_Prompt A_:
Answer these questions from the dated blog entries below, giving each answer on its own line with the same label:
(i) What speed does the writer say was topped on the Brompton ride downhill?
(ii) What stopped the plan of pulling up at the cafe alongside the club cyclists?
(iii) What could the writer see fluttering on the lizard's side?

───── Passage for review ─────

March 30, 2012
It’s not just me that likes our sunny doorstep – and it’s not just the weeds either. Shortly after I’d dealt with the cheeky dandelion (seriously, will I start needing to weed indoors soon?) I came across this fellow sitting rather sluggishly in the sun, possibly wondering if he’d emerged from hibernation too soon. He certainly stuck around while having his photo taken, although I could see his heartbeat fluttering away on his side as he watched me.
Clearly he’s been almost too slow to get away from something else (the cat?) in the past
Moments later I stepped out of the door and realised I was standing right where the lizard had been… fortunately, no sign of him on the sole of my shoe, so he must have moved away at last. Here’s hoping he stays well clear of cats – and feet – until he grows a new tail.
March 29, 2012
Motorists’ reasons for being late: traffic, car wouldn’t start, panic buying petrol…
Cyclists’ reasons for being late: bike locked in shed, unexpected headwind, having to stop to take photographs of our neighbours’ latest arrival…
… cuteness on legs.
March 27, 2012
One of the many reasons why a Brompton is brilliant (she says, now she’s got one … did I mention I had a new Brompton at all?) is you need never be without a bike because you can take it with you almost anywhere. So if you are, to pluck an example at random, stuck in a tin box on wheels on a gloriously sunny day, going over the top of a long climb with a two mile downhill stretch towards the nearest cafe – and you have an understanding companion (who in fact insists on you doing it) – there’s nothing to stop you from getting the Brompton out of the boot and pedalling downhill as fast as your little wheels will take you. I can confirm that this is as much of a white-knuckle ride as it sounds, even with your other half driving behind you to keep the timber lorries at bay. Fortunately the road had been recently resurfaced so there were no pot holes. I only topped 20 mph, apparently, although I have to say it felt a lot faster (and WOL was right – you do have to stop grinning on the way down because trying to hack up a fly at 20mph on a Brompton is quite tricky). There was a guy ahead of us in his convertible, living the car advert dream: empty windy road, top down, wind playing lightly over his sunburnt bald head, but I bet you that pound for pound, I was getting more fun out of my ride. AND I still have all my hair.
The idea was to pull up nonchalantly at the cafe just as all the club cyclists who had sweated up the road the hard way from Selkirk stopped in for restorative bacon rolls. This would have worked better had the cafe actually been open, of course. But at least I’d had my fill of bugs on the way down…
The OTHER reason for having a Brompton is that you feel like a proper grown-up cycling campaigner (the kind that goes on the radio to talk about their campaign). Although that’s using ‘grown up’ in its loosest possible sense…
March 26, 2012
So I got back from the paper run this morning to find a strange shape package had arrived:
It was one of those presents that even when you open it, takes a bit of opening
But we got there in the end (we’re not going to win any competitions though).

─────

_Prompt B_: Extract every line from the rows below that contains the word "positive".

───── Information given ─────

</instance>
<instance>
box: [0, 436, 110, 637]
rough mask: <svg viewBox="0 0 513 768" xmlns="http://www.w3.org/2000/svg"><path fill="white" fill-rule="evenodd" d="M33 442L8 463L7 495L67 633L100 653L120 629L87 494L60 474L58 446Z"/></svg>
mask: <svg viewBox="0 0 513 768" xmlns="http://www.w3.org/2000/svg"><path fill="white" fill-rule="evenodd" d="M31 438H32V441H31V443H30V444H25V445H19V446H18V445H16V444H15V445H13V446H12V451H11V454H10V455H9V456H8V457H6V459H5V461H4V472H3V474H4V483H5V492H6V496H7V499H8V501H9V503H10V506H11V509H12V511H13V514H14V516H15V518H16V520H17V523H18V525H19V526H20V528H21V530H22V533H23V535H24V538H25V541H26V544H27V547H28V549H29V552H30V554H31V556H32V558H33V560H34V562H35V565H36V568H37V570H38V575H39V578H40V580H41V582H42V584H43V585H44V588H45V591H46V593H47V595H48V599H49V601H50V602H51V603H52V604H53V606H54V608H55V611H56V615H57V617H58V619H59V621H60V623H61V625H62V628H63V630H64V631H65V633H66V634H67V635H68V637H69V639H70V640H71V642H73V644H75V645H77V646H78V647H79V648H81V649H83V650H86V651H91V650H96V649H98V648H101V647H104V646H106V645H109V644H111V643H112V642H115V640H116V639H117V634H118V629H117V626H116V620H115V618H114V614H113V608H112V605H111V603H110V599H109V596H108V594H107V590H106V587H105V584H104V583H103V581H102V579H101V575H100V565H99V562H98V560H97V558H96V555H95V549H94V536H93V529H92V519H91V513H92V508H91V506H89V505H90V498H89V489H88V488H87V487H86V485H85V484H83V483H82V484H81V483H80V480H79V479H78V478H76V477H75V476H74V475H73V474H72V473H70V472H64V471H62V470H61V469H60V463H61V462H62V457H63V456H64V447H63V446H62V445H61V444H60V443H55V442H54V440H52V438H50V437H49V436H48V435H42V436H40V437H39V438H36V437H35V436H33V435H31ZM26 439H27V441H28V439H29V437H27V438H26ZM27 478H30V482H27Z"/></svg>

─────
───── Information given ─────

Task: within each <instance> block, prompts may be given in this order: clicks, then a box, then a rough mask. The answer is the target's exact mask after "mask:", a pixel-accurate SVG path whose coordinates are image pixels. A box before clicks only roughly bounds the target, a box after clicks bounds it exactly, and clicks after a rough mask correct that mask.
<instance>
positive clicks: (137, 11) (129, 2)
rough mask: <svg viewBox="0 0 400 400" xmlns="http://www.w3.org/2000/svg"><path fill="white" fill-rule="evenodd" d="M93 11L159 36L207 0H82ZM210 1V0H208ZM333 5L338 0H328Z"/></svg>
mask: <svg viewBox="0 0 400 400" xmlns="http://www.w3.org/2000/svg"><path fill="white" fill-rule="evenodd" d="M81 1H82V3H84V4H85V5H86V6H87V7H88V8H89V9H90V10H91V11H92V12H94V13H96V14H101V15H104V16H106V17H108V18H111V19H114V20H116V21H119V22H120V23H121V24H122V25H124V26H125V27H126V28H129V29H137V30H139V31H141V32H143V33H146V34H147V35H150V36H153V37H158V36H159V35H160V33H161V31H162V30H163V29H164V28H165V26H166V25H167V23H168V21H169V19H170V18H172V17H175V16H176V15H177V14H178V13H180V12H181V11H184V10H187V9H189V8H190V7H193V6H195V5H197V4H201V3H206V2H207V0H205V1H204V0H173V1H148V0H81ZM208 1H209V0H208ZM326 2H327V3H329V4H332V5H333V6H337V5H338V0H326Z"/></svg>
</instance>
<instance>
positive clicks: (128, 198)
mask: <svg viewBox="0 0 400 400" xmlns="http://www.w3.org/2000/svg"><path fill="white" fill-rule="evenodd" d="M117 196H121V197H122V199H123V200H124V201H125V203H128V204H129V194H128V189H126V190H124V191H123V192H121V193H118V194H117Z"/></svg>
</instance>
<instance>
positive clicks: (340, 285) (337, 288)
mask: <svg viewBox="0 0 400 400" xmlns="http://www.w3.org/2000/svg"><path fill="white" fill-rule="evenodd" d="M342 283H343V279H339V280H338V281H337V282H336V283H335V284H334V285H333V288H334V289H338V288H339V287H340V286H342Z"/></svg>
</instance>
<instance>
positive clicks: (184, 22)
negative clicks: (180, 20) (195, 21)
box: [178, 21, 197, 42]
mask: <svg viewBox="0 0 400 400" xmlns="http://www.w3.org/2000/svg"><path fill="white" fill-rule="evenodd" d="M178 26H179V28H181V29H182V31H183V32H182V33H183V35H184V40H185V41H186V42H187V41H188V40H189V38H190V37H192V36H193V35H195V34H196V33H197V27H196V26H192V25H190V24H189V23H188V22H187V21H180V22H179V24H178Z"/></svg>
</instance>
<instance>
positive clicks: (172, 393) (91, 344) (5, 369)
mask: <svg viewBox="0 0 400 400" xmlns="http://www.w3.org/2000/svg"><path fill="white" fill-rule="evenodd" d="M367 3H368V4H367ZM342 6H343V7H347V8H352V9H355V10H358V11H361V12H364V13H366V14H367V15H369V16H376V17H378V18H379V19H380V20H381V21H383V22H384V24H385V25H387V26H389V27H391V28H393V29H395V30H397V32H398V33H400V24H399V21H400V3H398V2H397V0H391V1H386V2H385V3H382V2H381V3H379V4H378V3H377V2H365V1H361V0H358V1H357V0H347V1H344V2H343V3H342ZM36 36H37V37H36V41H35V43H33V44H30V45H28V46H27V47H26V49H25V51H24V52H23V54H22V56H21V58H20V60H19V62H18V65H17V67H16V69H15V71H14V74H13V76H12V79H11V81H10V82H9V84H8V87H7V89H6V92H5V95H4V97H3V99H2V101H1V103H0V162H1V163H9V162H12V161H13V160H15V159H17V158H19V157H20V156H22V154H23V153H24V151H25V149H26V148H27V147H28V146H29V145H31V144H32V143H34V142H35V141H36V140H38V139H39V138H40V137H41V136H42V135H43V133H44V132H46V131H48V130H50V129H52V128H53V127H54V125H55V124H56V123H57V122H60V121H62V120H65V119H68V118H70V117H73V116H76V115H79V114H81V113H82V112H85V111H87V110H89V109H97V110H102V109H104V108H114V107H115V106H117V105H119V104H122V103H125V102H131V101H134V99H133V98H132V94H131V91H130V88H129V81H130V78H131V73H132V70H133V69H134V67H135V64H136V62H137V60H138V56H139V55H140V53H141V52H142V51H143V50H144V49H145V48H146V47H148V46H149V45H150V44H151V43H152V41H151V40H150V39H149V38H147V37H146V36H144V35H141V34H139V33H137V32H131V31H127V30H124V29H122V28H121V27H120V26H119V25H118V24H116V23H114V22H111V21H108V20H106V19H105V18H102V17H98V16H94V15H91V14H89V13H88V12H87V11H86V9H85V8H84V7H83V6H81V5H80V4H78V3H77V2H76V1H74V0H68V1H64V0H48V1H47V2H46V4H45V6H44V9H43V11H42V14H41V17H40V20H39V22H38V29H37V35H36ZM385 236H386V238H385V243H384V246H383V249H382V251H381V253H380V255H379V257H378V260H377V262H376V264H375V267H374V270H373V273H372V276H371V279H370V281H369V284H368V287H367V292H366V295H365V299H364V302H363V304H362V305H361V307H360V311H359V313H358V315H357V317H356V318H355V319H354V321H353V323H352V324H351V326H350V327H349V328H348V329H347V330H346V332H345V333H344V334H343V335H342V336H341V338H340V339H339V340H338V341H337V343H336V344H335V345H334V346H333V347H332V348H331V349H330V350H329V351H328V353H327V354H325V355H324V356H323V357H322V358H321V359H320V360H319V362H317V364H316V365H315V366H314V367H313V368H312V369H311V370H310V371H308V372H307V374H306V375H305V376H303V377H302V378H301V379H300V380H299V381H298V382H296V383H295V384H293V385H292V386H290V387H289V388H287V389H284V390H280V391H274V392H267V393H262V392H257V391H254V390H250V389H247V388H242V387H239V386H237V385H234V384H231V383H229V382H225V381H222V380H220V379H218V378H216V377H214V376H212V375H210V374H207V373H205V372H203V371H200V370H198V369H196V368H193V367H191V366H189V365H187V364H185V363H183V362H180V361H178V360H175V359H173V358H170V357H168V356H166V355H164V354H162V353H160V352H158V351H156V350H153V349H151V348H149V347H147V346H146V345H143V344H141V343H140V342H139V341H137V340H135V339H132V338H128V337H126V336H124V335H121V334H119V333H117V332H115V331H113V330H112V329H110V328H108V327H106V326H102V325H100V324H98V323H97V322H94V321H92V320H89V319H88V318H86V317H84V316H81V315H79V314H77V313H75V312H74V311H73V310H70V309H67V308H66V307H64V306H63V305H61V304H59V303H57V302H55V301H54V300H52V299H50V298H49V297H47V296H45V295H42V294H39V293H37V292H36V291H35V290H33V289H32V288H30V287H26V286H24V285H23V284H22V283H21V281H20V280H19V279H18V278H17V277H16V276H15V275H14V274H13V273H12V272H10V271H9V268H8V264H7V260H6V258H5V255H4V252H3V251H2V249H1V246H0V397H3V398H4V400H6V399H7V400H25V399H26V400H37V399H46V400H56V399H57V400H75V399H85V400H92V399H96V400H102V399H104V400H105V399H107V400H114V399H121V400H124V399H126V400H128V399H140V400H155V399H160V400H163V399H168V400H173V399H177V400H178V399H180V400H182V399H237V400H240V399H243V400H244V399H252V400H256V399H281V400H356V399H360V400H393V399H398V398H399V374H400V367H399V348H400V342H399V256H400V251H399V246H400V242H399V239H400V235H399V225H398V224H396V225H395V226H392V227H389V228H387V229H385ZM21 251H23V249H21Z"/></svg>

─────

_Worked solution A_:
(i) 20 mph
(ii) The cafe wasn't open.
(iii) The lizard's heartbeat

_Worked solution B_:
positive clicks: (137, 11) (129, 2)
positive clicks: (128, 198)
positive clicks: (340, 285) (337, 288)
positive clicks: (184, 22)
positive clicks: (172, 393) (91, 344) (5, 369)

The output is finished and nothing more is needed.